Segment Start: Passage for review
“It’s terrible—neck pain, shoulders, my eyes get tired, pretty much everything you can think of,” Masahiro L. Kusunoki ’17 said, describing the physical pain he has been dealing with since his freshman year at Harvard.
Long hours of working over his computer and carrying heavy books in his backpack has strained multiple parts of Kusunoki’s body, though he has no diagnosed chronic condition. During his freshman year, Kusunoki said, he experienced insomnia and often slept only three hours a night—a condition he said only started when he arrived at Harvard.
While Kusunoki’s experience may not be representative of the entire student body, it sheds light on the physical cost that can come with studying at an institution like Harvard.
Although much attention has been paid to stress-related mental health, the University has also made great efforts in recent years to bolster physical wellness resources. But while students applaud the changes, they continue to struggle to fit them into a life filled less with sleepless nights and more with a constant buzz of anxiety—an indicator, student activists say, of the need for a broader cultural shift spearheaded by the student body itself.
SLEEP AND EXERCISE
According to the 2014 Harvard University Health Services Health Assessment—a comprehensive survey with more than 2,000 student respondents administered last spring—64 percent of respondents rated their overall physical health as “very good or “excellent” and 70 percent indicated that a physical health issue has never or almost never had a negative impact on their academic performance.
However, Director of Harvard University Health Services Paul J. Barreira said that students’ perceptions may not accurately reflect their physical wellness. This may be indicated by lifestyle habits such as sleeping, eating, or exercise—all of which can positively or negatively affect the health status of the students, Barreira said.
Segment End: Passage for review
Segment Start: Provided material
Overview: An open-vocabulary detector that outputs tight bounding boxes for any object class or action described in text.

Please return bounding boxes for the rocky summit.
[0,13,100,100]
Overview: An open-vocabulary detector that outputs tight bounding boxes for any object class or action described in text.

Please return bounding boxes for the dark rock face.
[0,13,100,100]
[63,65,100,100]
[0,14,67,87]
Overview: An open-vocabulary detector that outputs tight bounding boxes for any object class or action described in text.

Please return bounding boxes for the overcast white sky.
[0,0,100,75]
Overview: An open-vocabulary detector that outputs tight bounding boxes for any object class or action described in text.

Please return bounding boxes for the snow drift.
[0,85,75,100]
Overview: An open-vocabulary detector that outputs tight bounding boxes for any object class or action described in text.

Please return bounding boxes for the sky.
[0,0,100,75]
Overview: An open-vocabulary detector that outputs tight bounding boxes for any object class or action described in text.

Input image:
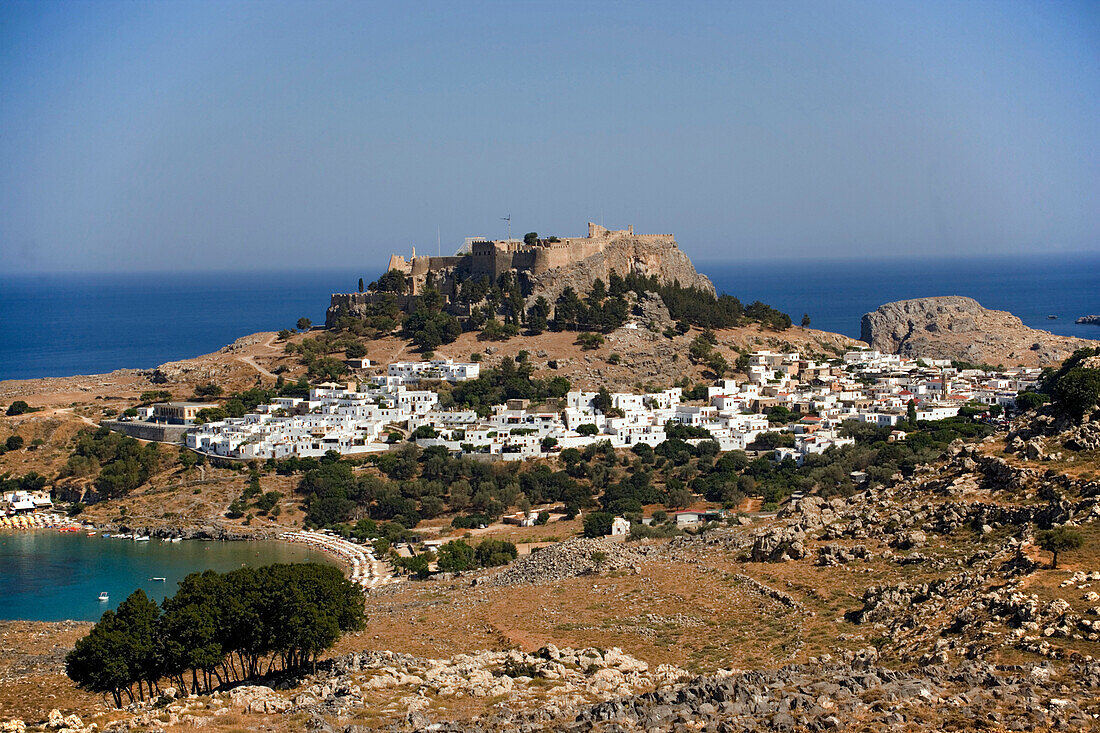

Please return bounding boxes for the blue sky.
Segment End: Provided material
Required action 1
Print the passage from the Harvard health article starting at "Although much attention" and ending at "student body itself.".
Required action 2
In the Harvard health article, how many hours a night did Kusunoki often sleep during his freshman year?
These items were taken from a separate source.

Task response 1
Although much attention has been paid to stress-related mental health, the University has also made great efforts in recent years to bolster physical wellness resources. But while students applaud the changes, they continue to struggle to fit them into a life filled less with sleepless nights and more with a constant buzz of anxiety—an indicator, student activists say, of the need for a broader cultural shift spearheaded by the student body itself.

Task response 2
Three hours.